== Problems ==
(1) Please answer these questions about the forum thread on scheduling rooms by sheet below:
(a) Which two things does the first post say can already be scheduled by sheet?
(b) What name does the reply from rosskirby suggest for the project parameter?
(c) In larger buildings, how may a single floor be laid out across sheets?
(2) Write out the section of the forum thread on room schedules that begins with the words containing "If an enlarged" and ends with "for that sheet.", copying it without changes.

Room Schedule by Sheet?

Greetings,

We have a requirement by the client for a room schedule on each sheet.  I know you can schedule keynotes and revisions by sheet.  Is it possible to schedule rooms by sheet? 

 

Creating a room schedule and filtering by floor and dragging that into a sheet isn't the solution.  In smaller buildings, it's possible to have multiple floors on a sheet.  In larger buildings, a single floor may be split onto a couple of sheets.

 

Any ideas?

 

Thank,

Dave.

7 REPLIES 7
Message 2 of 8
rosskirby
in reply to: Anonymous

Go to your room schedule, and add a project parameter called "Schedule name" or something similar, and then assign a value for that parameter to each room (i.e. Schedule 1, Schedule 2, etc.).  Then filter your schedules by that parameter (i.e. "Schedule name" --> "equals" --> "Schedule 1") and hide that column.

Ross Kirby
Principal
Dynamik Design
www.dynamikdesign.com
Message 3 of 8
Anonymous
in reply to: rosskirby

That may work for smaller buildings, I guess. 

 

What happens in a very large, multi-storied building, where each floor is shown on multiple floors?  It may become easy for the user to place the room on the incorrect schedule, or neglect to fill the data in that particular parameter all together.

 

If an enlarged plan is called out, and placed on another sheet, the rooms shown on both sheets will have to appear in both sheet schedules, yet rooms not shown in the enlarged plan callout must not appear in the room schedule for that sheet.

Coordinate annotation records
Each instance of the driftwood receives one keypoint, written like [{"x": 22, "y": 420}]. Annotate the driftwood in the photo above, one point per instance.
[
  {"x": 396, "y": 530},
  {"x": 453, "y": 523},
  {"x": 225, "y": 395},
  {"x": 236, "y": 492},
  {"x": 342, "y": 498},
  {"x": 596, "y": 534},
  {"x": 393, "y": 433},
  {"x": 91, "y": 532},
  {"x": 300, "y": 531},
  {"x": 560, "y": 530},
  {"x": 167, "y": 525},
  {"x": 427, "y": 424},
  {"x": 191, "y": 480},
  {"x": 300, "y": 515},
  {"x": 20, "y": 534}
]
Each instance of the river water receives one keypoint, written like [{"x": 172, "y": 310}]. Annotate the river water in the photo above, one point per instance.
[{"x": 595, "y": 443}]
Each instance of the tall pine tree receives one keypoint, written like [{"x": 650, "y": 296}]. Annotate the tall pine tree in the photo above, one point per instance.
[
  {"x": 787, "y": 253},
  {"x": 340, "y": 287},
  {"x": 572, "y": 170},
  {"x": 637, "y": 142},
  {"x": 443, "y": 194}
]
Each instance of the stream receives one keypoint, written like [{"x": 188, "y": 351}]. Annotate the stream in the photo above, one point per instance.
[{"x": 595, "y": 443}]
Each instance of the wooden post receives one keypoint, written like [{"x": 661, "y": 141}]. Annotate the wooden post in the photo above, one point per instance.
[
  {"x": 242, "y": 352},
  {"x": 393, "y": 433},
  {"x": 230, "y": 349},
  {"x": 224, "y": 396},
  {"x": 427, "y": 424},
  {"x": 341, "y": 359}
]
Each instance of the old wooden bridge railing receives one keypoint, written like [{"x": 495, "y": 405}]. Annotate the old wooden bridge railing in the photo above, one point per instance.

== Responses by task ==
(1)
(a) Keynotes and revisions.
(b) "Schedule name" (or something similar).
(c) It may be split onto a couple of sheets.

(2)
If an enlarged plan is called out, and placed on another sheet, the rooms shown on both sheets will have to appear in both sheet schedules, yet rooms not shown in the enlarged plan callout must not appear in the room schedule for that sheet.